**Enunciado 1:** Nos registros, reescreva da linha que contém "--detect white bowl --source image" até a linha que contém "[613,300,683,357]", substituindo "elbow macaroni" por "macaroni" e mantendo todo o resto inalterado.

::::

#  > Desenvolvimento >  > Linguagens de Programação >  >  colocar serviço para inicializar automaticamente no Debian

## estudante

Senhores 

Em outras distribuições sei que se eu quiser colocar algum serviço para inicializar automaticamente no carregamento do linux basta que eu coloque no rc.local o comando que chama o serviço.

Já no Aplinux derivado 100% do Debian Sarge eu faço o seguinte, como exemplo estou utilizando o fetchmail.

1- crio um arquivo local em /etc/init.d/
2- edito o arquivo local com o seguinte

#! /bin/sh

fetchmail

3- dou um chmod +x /etc/init.d/local
4- por último executo o comando estando dentro do diretório init.d o seguinte:

update-rc.d local defaults 80

ao executar o comando acima a resposta do sistema é imediato, ou seja, percebe-se notoriamente que o comando foi compreendido pelo sistema porém ao reinializar o linux o tal (fetchmail) não inicia.

Pergunto:

Como posso resolver este problema? Preciso colocar serviços para inicializarem junto com o sistema mas não estou conseguindo.

Obrigado desde já

----------


## wrochal

Caro,

Tem duas forma simples de você ativar um script no /etc/init.d, exemplo:

/etc/init.d/script

Você pode criar o link no runlevel

ln -s /etc/init.d/script /etc/rc2.d/S99script

Ou

update-rc.d script start 99 2 3 4 5 .

Basicamente seria isso.

----------

::::

**Enunciado 2:** No texto da página, qual comando é indicado para criar o link do script no runlevel?

::::

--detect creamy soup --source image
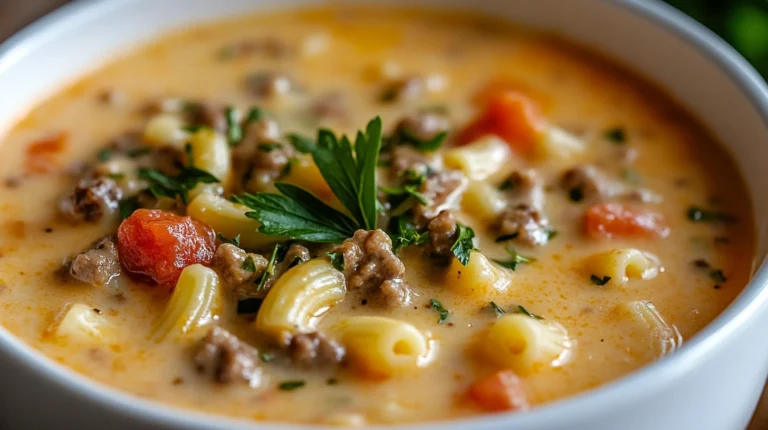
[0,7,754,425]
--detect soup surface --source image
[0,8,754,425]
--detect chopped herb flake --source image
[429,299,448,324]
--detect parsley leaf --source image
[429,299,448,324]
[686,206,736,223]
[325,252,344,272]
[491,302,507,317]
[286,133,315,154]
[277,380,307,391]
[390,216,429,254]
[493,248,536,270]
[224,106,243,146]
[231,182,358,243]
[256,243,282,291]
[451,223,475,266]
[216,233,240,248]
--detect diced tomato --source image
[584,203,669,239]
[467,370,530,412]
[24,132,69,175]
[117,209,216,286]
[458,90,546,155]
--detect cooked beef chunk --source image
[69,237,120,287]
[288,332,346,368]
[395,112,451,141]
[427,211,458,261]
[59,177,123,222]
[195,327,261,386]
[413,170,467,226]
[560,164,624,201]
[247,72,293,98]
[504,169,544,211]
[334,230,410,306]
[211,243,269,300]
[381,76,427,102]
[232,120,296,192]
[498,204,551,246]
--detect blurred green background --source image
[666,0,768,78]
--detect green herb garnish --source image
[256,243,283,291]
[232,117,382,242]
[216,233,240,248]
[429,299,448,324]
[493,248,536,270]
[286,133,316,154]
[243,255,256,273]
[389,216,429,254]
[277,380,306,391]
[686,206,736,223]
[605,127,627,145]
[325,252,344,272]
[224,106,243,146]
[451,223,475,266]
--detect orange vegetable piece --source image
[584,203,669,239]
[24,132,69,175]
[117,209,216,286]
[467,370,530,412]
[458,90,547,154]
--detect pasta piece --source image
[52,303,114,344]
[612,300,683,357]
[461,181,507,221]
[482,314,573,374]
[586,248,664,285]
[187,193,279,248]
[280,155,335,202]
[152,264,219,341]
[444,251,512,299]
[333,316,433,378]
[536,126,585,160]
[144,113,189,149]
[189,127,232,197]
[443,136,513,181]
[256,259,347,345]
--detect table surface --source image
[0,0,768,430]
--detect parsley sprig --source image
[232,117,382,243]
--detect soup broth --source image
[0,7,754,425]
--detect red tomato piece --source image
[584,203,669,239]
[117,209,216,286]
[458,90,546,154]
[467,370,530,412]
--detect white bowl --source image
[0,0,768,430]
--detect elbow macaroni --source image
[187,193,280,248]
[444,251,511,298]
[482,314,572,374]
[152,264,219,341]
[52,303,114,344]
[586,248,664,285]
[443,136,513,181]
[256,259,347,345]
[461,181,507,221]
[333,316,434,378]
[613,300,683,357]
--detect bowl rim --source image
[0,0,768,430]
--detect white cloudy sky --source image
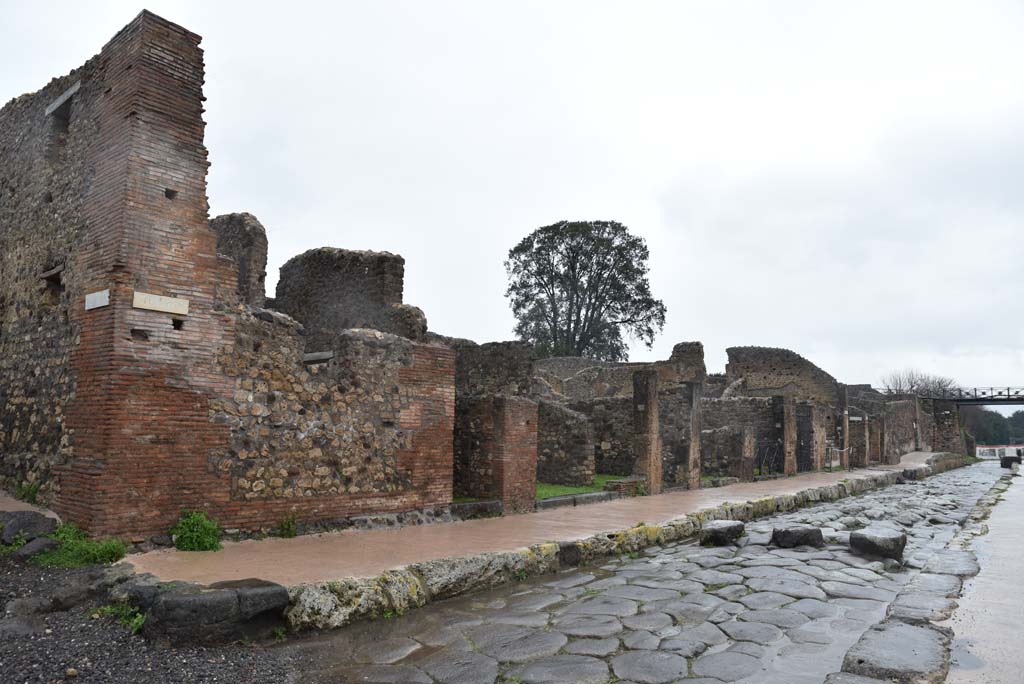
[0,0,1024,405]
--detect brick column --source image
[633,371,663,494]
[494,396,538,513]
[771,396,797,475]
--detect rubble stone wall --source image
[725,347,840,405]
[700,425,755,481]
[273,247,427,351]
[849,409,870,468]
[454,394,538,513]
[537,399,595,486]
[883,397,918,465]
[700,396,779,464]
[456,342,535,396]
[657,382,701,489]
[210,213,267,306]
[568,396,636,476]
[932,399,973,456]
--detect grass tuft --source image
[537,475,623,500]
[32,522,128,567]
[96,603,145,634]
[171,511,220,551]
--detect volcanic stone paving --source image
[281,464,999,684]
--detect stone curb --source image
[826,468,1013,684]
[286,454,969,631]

::::

**Resposta correta 1:**
--detect white bowl --source image
[0,0,768,430]
--detect macaroni --source image
[187,193,280,248]
[444,251,511,298]
[482,314,572,374]
[152,264,219,341]
[52,303,114,344]
[586,248,664,285]
[443,136,513,181]
[256,259,347,345]
[461,181,507,221]
[333,316,434,378]
[613,300,683,357]

**Resposta correta 2:** ln -s /etc/init.d/script /etc/rc2.d/S99script